#### Extracted text:
*** Block opens ***
Hospitals crying poverty is nothing new in New York, and a financial analysis released last week confirmed just that, finding almost no change in the troubled finances of many New York hospitals from 1999 to 2001.
The report by the United Hospital Fund, a New York-based not-for-profit health services and research organization, found that in 2001, the most recent year for which data were available, 13 of the city's 35 hospitals were considered "in jeopardy"-suffering from large and recurring operating losses and working capital and net asset deficits. The same 13 most severely distressed hospitals also were at risk in 1999 when the organization published its last analysis. The report noted that these hospitals typically have fewer than 300 occupied beds and treat a disproportionate share of low-income patients.
"(The study) maybe picked up a lot more steam than I would have anticipated, and some of the hospitals were not happy with being singled out through the media," said Kenneth Raske, president of the Greater New York Hospital Association. "Some of the media reports inaccurately said some institutions were in trouble when in fact they are doing a turnaround."
*** Block closes ***
#### Data:
*** Block opens ***
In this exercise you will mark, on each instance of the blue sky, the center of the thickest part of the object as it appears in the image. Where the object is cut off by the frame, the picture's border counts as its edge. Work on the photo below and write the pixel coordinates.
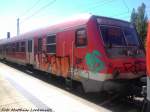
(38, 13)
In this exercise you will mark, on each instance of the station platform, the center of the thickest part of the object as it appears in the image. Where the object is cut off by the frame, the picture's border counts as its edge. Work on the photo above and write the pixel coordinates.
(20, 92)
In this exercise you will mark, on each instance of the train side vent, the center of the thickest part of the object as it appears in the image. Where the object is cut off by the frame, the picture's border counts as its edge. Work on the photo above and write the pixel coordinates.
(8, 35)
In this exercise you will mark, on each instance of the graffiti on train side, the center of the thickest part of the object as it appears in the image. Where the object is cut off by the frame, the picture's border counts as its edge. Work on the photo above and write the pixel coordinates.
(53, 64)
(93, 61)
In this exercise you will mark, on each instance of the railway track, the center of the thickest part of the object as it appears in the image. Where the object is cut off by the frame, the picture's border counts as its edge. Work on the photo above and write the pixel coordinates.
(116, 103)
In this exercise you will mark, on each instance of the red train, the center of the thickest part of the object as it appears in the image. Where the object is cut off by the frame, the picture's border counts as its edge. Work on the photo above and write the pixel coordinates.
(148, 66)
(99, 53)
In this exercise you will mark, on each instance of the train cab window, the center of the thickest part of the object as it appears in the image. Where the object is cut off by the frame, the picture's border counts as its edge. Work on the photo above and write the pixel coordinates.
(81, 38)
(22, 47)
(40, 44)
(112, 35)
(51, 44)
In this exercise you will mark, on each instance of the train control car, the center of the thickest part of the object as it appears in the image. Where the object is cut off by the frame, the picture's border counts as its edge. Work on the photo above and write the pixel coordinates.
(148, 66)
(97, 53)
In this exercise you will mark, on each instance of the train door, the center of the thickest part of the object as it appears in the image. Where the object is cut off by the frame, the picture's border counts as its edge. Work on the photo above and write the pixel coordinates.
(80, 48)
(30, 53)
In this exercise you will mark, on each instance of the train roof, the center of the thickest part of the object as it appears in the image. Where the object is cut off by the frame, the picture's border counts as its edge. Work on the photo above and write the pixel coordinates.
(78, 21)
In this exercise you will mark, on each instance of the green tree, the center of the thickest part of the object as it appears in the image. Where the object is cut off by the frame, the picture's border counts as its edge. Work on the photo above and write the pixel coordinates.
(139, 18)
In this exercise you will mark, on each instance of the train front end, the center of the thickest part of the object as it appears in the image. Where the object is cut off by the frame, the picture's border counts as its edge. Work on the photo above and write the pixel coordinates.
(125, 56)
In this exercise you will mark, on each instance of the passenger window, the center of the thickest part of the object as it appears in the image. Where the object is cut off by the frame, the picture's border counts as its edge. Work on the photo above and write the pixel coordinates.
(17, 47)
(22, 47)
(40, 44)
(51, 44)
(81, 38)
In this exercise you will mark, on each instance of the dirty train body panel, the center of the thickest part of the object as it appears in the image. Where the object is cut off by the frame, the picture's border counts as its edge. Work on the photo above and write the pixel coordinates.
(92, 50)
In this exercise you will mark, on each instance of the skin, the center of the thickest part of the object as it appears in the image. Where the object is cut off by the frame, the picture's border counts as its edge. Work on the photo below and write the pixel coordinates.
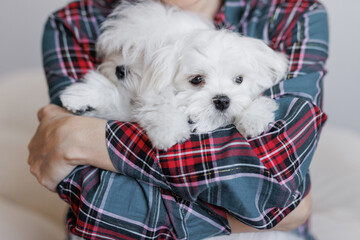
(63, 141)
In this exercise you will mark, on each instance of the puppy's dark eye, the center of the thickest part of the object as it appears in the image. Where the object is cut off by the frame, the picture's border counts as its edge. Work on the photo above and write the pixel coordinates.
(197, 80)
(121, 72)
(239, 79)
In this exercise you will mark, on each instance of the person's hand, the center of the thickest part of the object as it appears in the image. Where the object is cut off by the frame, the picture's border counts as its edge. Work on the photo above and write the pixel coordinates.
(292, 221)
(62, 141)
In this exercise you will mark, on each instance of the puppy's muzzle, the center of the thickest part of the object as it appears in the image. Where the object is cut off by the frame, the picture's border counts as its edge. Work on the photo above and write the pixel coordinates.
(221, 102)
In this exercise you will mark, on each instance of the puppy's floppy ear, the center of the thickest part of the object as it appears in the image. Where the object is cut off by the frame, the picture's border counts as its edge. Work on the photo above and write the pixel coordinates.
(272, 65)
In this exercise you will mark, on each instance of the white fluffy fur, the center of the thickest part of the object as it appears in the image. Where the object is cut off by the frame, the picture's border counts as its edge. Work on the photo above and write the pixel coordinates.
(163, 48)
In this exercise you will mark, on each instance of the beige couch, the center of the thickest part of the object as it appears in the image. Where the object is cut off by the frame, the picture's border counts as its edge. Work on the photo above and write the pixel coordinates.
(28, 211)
*** Block closes ***
According to the text on New York hospital finances, how many of the city's 35 hospitals were considered "in jeopardy" in 2001? The records come from a different source than the text.

#### Expected answer:
13 of them.